*ENTRIES SHOWN*.
=======

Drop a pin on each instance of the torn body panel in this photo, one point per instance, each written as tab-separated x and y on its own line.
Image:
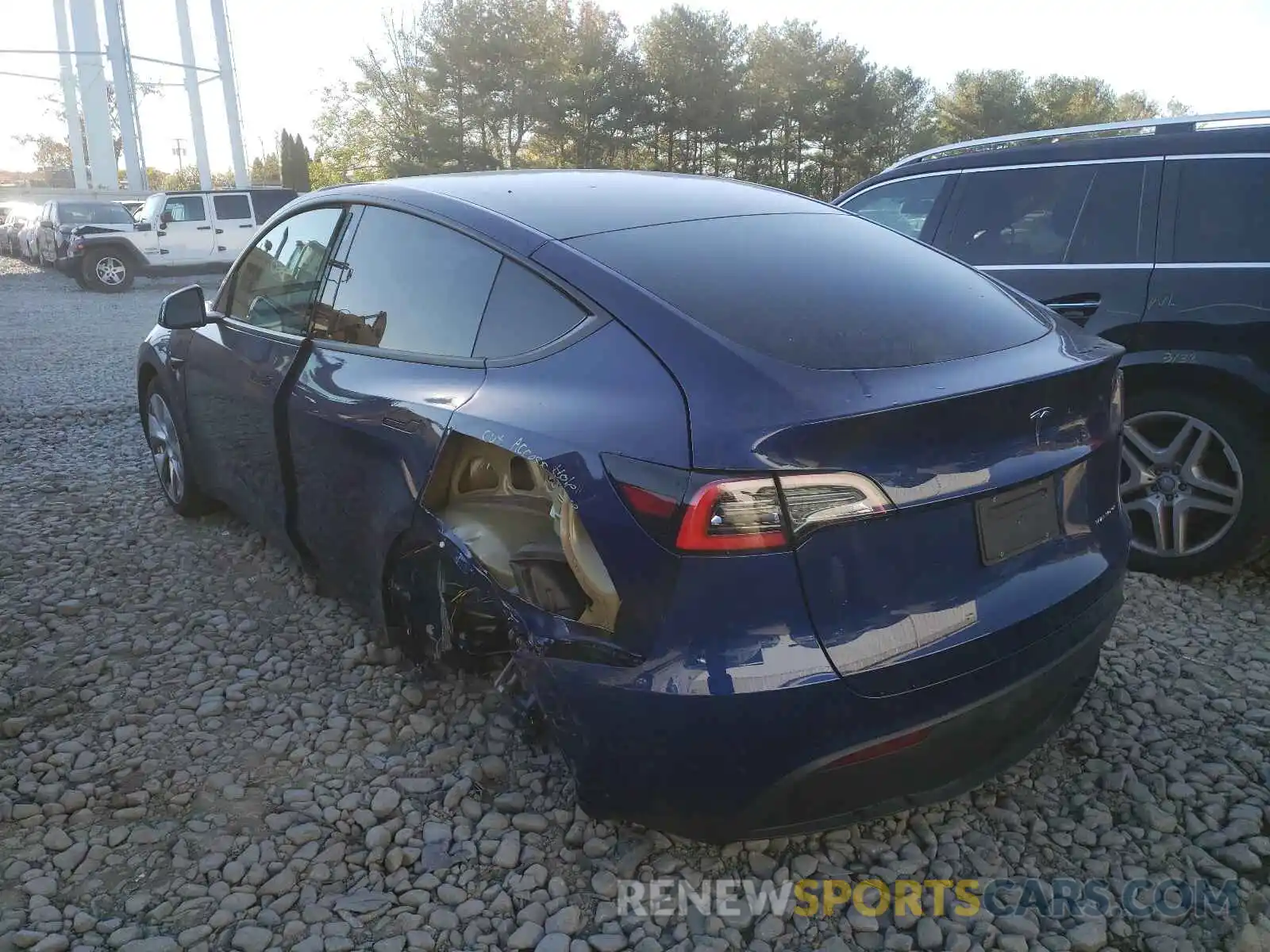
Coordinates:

=======

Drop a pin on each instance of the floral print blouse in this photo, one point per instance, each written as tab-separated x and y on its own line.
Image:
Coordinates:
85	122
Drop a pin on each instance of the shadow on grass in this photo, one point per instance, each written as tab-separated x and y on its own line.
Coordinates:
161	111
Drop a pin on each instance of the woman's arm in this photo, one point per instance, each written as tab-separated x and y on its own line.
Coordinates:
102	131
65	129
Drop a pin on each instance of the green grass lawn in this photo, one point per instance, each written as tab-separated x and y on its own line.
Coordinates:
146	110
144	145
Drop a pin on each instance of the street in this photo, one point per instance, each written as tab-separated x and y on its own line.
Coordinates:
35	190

=======

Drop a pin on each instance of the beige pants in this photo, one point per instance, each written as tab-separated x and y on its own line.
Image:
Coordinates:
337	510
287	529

=======

*REQUIRED WORK*.
Find each line in the material above that contains the string "grass", and copy every such line in full.

*FULL OUTPUT*.
Drop a pin on each instance of the shadow on grass in this photo, one point per instance, each written as tab-separated x and y on its own line.
Drop a pin on each instance of the green grass lawn in this photo, one point per instance, each written as tab-separated x and y on its own line.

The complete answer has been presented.